Records supplied start

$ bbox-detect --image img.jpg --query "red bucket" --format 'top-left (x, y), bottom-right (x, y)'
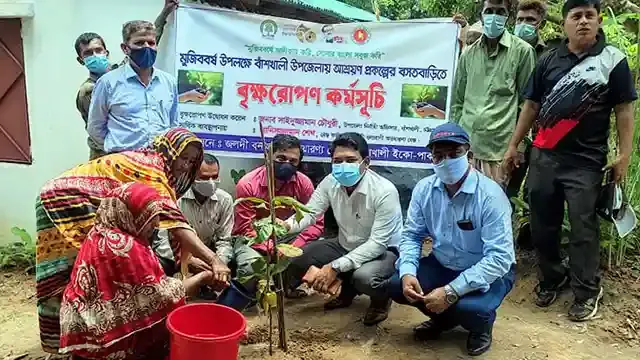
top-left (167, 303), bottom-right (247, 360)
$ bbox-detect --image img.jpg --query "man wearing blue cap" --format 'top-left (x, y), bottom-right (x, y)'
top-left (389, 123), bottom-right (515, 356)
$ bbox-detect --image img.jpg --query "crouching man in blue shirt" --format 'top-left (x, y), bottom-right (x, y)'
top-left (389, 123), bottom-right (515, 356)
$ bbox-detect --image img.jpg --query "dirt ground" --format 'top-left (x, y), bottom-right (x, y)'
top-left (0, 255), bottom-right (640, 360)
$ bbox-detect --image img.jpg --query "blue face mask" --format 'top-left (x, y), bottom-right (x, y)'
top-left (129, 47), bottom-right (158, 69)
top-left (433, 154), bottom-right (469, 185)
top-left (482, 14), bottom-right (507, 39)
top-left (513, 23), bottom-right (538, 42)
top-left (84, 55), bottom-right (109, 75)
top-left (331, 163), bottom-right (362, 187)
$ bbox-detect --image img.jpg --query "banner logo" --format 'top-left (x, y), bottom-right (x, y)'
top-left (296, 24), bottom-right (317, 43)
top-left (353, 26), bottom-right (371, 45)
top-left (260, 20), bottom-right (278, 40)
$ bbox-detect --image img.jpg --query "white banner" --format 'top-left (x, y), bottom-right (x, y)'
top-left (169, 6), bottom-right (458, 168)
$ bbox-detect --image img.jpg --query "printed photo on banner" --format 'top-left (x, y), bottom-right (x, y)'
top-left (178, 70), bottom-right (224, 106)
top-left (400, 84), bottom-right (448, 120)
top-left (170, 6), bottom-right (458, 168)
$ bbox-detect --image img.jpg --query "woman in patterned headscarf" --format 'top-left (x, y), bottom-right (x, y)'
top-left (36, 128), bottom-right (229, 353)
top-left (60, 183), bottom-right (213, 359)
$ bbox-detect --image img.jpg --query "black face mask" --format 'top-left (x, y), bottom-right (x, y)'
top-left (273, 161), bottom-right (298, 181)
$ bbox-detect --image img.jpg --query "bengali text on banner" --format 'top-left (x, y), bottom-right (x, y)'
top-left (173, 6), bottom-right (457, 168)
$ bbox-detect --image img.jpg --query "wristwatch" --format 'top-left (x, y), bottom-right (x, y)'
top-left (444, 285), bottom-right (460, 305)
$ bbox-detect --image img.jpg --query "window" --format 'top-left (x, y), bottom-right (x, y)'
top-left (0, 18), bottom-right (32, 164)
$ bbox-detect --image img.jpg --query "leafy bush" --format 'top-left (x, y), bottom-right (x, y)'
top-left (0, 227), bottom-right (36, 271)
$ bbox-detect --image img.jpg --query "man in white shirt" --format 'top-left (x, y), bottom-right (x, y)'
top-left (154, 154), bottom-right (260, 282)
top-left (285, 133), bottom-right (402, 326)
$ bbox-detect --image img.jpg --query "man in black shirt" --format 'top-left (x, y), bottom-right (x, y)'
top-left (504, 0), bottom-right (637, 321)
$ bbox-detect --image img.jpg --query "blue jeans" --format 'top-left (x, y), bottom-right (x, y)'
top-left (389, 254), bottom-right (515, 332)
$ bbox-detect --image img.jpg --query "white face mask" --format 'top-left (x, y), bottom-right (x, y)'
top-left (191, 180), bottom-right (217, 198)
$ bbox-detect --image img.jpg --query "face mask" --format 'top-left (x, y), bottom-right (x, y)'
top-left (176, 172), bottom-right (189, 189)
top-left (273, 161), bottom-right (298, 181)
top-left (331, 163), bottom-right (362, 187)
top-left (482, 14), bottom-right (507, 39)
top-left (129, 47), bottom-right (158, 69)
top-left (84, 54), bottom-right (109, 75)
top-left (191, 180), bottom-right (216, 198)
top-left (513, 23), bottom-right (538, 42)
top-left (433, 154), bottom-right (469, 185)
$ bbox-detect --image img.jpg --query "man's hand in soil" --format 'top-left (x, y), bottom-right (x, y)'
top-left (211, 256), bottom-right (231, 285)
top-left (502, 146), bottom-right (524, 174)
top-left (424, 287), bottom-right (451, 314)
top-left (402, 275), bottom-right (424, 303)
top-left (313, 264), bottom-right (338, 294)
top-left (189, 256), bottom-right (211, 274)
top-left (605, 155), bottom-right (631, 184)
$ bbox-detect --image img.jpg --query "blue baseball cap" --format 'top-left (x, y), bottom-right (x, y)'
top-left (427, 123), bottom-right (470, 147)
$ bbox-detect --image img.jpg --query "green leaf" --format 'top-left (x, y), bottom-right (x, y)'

Records supplied end

Work to complete —
Please write out the entries again, from the first line up to and including the line with "top-left (170, 6), bottom-right (458, 168)", with their requests, shifting every coordinate in the answers by -127. Leave the pictures out.

Finished answer —
$ bbox-detect --image img.jpg --query "red bucket" --format 'top-left (x, y), bottom-right (x, y)'
top-left (40, 176), bottom-right (120, 233)
$ bbox-detect --image img.jpg --query "man wearing blue cap" --format 'top-left (x, y), bottom-right (x, y)'
top-left (262, -4), bottom-right (388, 229)
$ bbox-detect --image img.jpg --query "crouching man in blue shirt" --format 'top-left (x, y), bottom-right (x, y)'
top-left (262, -4), bottom-right (388, 229)
$ bbox-detect --image img.jpg --query "dirt ground" --format 'top-left (x, y), bottom-right (x, y)'
top-left (-127, 128), bottom-right (513, 233)
$ bbox-detect --image img.jpg --query "blue face mask" --format 'top-left (x, y), bottom-right (x, y)'
top-left (2, -80), bottom-right (31, -58)
top-left (306, 27), bottom-right (342, 58)
top-left (355, -113), bottom-right (380, -88)
top-left (386, -104), bottom-right (411, -85)
top-left (-43, -72), bottom-right (-18, -52)
top-left (204, 36), bottom-right (235, 60)
$ bbox-detect --image img.jpg --query "banner logo" --format 'top-left (x, y), bottom-right (x, y)'
top-left (169, -103), bottom-right (190, -84)
top-left (226, -101), bottom-right (244, -82)
top-left (133, -107), bottom-right (151, -87)
$ bbox-detect --image img.jpg --query "white banner" --format 'top-left (x, y), bottom-right (x, y)'
top-left (42, -121), bottom-right (331, 41)
$ bbox-detect --image img.jpg --query "printed photo on banner" --format 'top-left (x, y), bottom-right (x, y)'
top-left (51, -57), bottom-right (97, -21)
top-left (273, -43), bottom-right (321, -7)
top-left (43, -121), bottom-right (331, 41)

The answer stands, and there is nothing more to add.